::: TEXT TO READ :::

Of course, it is quite possible to have two TUs with structs with the same
name and different definitions, but that's OK because when we scan for types
with ambiguous names we will identify these and mark them conflicting.
We populate one thing to help conflictedness marking. No unconflicted type
may cite a conflicted one, but this means that conflictedness marking must
walk from types to the types that cite them, which is the opposite of the
usual order. We can make this easier to do by constructing a *citers* graph
in cd_citers, which points from types to the types that cite them: because we
emit forwards corresponding to every conflicted struct/union, we don't need
to do this for citations of structs/unions by other types. This is very
convenient for us, because that's the only type we don't traverse
recursively: so we can construct the citers graph at the same time as we
hash, rather than needing to add an extra pass. (This graph is a dynhash of
*type hash values*, so it's small: in effect it is automatically
deduplicated.)
2) COLLISIONAL MARKING.
[ctf_dedup_detect_name_ambiguity, ctf_dedup_mark_conflicting_hash]
We identify types whose names collide during the hashing process, and count
the rough number of uses of each name (caching may throw it off a bit: this
doesn't need to be accurate). We then mark the less-frequently-cited types
with each names conflicting: the most-frequently-cited one goes into the
shared type dictionary, while all others are duplicated into per-TU
dictionaries, named after the input TU, that have the shared dictionary as a
parent. For structures and unions this is not quite good enough: we'd like
to have citations of forwards to ambiguously named structures and unions
*stay* as citations of forwards, so that the user can tell that the caller
didn't actually know which structure definition was meant: but if we put one
of those structures into the shared dictionary, it would supplant and replace
the forward, leaving no sign. So structures and unions do not take part in
this popularity contest: if their names are ambiguous, they are just
duplicated, and only a forward appears in the shared dict.

:::

# [TASK DIRECTIONS]
Reproduce the passage on type deduplication and conflict marking above word for word, in full.

::: ENTRIES PROVIDED :::

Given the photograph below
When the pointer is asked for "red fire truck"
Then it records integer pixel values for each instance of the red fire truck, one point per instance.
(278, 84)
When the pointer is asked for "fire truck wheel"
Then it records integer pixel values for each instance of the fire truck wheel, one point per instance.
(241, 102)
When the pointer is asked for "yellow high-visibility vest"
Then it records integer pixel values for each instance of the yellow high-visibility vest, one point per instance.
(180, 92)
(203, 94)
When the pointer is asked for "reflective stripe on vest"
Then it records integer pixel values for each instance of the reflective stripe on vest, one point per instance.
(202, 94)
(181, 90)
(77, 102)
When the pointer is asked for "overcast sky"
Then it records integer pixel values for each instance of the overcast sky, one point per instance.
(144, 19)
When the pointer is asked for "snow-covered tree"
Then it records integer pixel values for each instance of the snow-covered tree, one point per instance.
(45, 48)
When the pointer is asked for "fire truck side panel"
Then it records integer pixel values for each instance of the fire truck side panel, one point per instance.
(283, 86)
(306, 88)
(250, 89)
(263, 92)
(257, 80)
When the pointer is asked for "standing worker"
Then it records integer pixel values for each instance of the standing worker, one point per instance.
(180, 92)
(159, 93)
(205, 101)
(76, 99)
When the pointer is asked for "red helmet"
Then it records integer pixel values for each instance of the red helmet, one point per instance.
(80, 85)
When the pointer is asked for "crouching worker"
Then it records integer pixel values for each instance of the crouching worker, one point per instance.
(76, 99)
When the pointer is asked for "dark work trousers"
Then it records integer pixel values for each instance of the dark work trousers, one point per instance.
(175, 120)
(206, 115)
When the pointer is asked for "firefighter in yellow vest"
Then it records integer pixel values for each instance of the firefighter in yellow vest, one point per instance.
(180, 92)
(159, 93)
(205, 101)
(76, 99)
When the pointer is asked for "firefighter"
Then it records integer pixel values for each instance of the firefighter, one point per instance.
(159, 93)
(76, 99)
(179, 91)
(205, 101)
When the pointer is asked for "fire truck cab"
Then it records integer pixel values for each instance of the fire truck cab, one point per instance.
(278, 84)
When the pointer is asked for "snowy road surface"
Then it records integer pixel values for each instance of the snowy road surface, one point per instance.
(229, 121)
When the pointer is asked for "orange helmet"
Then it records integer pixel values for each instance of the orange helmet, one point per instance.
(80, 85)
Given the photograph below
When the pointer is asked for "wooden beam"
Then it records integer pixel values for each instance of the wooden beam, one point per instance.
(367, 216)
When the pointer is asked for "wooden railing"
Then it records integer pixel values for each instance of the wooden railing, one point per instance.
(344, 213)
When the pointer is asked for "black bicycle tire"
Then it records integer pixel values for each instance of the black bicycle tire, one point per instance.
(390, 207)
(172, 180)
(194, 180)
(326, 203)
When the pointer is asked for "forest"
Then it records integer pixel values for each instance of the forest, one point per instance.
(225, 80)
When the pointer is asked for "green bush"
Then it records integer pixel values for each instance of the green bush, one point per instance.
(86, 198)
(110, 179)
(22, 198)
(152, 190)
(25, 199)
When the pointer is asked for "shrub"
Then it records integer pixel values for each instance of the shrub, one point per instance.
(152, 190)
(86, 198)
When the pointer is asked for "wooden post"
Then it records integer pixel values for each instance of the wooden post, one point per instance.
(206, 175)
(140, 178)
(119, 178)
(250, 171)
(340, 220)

:::

# [RESULT]
Of course, it is quite possible to have two TUs with structs with the same
name and different definitions, but that's OK because when we scan for types
with ambiguous names we will identify these and mark them conflicting.
We populate one thing to help conflictedness marking. No unconflicted type
may cite a conflicted one, but this means that conflictedness marking must
walk from types to the types that cite them, which is the opposite of the
usual order. We can make this easier to do by constructing a *citers* graph
in cd_citers, which points from types to the types that cite them: because we
emit forwards corresponding to every conflicted struct/union, we don't need
to do this for citations of structs/unions by other types. This is very
convenient for us, because that's the only type we don't traverse
recursively: so we can construct the citers graph at the same time as we
hash, rather than needing to add an extra pass. (This graph is a dynhash of
*type hash values*, so it's small: in effect it is automatically
deduplicated.)
2) COLLISIONAL MARKING.
[ctf_dedup_detect_name_ambiguity, ctf_dedup_mark_conflicting_hash]
We identify types whose names collide during the hashing process, and count
the rough number of uses of each name (caching may throw it off a bit: this
doesn't need to be accurate). We then mark the less-frequently-cited types
with each names conflicting: the most-frequently-cited one goes into the
shared type dictionary, while all others are duplicated into per-TU
dictionaries, named after the input TU, that have the shared dictionary as a
parent. For structures and unions this is not quite good enough: we'd like
to have citations of forwards to ambiguously named structures and unions
*stay* as citations of forwards, so that the user can tell that the caller
didn't actually know which structure definition was meant: but if we put one
of those structures into the shared dictionary, it would supplant and replace
the forward, leaving no sign. So structures and unions do not take part in
this popularity contest: if their names are ambiguous, they are just
duplicated, and only a forward appears in the shared dict.